He was glad to see he was eager to be a friend. But his neighbor did not greet him

peacefully, but instead, with a voice of anger asked if he had purchased this property.

"Yes," he replied. "Well then you have just bought a law suit. That fence is 7 feet over on

my land, and I'm going to have every inch of what is mine."

These provoking words encourage a response of anger and defense, but the Christian

man said, "There is no need for a law suit. I believe you are perfectly sincere in what you

say, and though I bought this land in good faith, I am not going to claim it. I will have that

fence moved." The neighbor was wide-eyed in amazement. "Do you really mean it?" "That

is exactly what I mean," was the quiet response. The neighbor said, "No you won't. This

fence is going to stay right where its at. Any man who is as white as you are can have the

land." They became good friends because hostility was met with kindness rather than more

hostility. We greatly underestimate the power of kindness because we look upon it as a mild

and superficial virtue.

You can study history and discover that almost everybody recognizes the value of

kindness. It is a universal virtue, and, therefore, because it is not unique to Christianity we

tend to minimize its importance. This is folly, for if the natural man can love on this level,

what a poor testimony it is if Christians do not. In Acts 28:2 we read that after Paul and all

the other prisoners had survived the shipwreck, and made it safe to the island of Malta, "The

islanders showed us unusual kindness." Here was a pagan people showing Paul and the

others great kindness which they much needed. Cicero the Roman said, "Nothing is so

popular as kindness." Sophocles the Greek said, "Kindness is ever the begetter of

kindness." The religions of the world all praise kindness.

[Data taken from a collection]
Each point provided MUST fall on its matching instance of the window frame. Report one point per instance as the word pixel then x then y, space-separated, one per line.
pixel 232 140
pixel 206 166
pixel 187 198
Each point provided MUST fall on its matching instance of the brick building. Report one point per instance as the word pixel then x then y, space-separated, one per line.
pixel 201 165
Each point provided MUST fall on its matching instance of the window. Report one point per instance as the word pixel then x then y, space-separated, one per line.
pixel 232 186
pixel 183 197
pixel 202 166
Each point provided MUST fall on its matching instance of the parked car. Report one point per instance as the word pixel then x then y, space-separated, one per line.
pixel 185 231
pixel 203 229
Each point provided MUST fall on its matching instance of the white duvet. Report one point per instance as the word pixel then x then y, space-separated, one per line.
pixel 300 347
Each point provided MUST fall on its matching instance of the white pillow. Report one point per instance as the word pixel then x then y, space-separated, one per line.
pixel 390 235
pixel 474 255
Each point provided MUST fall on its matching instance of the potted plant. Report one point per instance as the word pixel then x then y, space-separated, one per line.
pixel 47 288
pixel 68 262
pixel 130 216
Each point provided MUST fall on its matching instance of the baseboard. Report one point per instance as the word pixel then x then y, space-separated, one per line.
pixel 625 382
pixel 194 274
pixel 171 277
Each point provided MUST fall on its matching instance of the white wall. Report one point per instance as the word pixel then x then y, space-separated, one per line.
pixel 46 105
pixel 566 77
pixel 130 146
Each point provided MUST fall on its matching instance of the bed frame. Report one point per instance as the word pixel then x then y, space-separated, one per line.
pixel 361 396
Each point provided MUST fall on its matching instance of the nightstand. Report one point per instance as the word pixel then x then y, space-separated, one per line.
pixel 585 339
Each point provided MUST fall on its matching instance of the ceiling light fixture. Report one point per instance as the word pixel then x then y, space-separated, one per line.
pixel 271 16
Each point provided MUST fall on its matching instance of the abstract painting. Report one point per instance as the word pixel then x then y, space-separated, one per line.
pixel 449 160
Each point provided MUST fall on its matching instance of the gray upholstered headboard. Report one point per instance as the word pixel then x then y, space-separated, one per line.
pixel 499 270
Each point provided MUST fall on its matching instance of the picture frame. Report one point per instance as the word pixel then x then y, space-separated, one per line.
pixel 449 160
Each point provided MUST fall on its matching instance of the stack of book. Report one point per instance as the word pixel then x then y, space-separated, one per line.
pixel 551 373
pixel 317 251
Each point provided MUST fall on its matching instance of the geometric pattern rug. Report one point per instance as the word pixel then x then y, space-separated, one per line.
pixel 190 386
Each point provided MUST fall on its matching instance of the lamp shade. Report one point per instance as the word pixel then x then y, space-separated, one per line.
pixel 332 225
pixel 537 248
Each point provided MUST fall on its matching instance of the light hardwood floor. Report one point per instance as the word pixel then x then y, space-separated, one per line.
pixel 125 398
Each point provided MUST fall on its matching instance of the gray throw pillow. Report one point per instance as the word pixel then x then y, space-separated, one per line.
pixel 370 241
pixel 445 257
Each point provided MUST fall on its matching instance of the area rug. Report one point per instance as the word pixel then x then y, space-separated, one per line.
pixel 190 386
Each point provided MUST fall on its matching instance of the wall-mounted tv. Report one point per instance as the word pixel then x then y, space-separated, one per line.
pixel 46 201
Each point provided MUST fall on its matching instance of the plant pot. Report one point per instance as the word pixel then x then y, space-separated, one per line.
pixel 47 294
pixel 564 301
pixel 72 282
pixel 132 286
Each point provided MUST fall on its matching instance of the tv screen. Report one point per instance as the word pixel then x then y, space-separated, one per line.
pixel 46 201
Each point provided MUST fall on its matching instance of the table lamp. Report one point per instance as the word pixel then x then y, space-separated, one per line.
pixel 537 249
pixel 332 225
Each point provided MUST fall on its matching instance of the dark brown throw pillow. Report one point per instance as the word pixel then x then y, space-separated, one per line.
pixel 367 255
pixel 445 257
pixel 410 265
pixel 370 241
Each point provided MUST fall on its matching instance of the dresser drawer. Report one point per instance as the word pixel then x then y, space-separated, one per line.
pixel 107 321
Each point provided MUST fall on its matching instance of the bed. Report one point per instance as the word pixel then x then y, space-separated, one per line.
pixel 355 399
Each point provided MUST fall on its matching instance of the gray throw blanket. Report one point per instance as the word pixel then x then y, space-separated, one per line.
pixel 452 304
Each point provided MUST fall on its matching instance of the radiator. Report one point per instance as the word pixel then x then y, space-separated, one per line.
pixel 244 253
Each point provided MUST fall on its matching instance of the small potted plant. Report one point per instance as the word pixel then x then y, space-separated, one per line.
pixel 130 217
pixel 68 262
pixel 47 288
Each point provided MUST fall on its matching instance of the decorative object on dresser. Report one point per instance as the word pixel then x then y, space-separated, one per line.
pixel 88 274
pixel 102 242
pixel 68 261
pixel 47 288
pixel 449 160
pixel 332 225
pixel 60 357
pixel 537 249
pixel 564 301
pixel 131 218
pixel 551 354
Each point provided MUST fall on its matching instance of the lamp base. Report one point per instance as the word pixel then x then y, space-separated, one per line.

> **Written request A**
Rewrite the passage on kindness, starting at "others great kindness" and ending at "all praise kindness.", with "popular" replaced by "welcome".
> **Written request B**
Put the rows into a numbered list, starting at the line that contains "of the wall-mounted" and ending at the line that contains "pixel 107 321", with blank lines left out.

> **Complete answer A**
others great kindness which they much needed. Cicero the Roman said, "Nothing is so

welcome as kindness." Sophocles the Greek said, "Kindness is ever the begetter of

kindness." The religions of the world all praise kindness.

> **Complete answer B**
1. Each point provided MUST fall on its matching instance of the wall-mounted tv. Report one point per instance as the word pixel then x then y, space-separated, one per line.
2. pixel 46 201
3. Each point provided MUST fall on its matching instance of the plant pot. Report one point per instance as the word pixel then x then y, space-separated, one per line.
4. pixel 47 294
5. pixel 564 301
6. pixel 72 282
7. pixel 132 286
8. Each point provided MUST fall on its matching instance of the tv screen. Report one point per instance as the word pixel then x then y, space-separated, one per line.
9. pixel 46 201
10. Each point provided MUST fall on its matching instance of the table lamp. Report one point per instance as the word pixel then x then y, space-separated, one per line.
11. pixel 537 249
12. pixel 332 225
13. Each point provided MUST fall on its matching instance of the dark brown throw pillow. Report one point per instance as the word pixel then x then y, space-separated, one per line.
14. pixel 367 255
15. pixel 445 257
16. pixel 410 265
17. pixel 370 241
18. Each point provided MUST fall on its matching instance of the dresser drawer. Report one point per instance as the word pixel then x then y, space-separated, one per line.
19. pixel 107 321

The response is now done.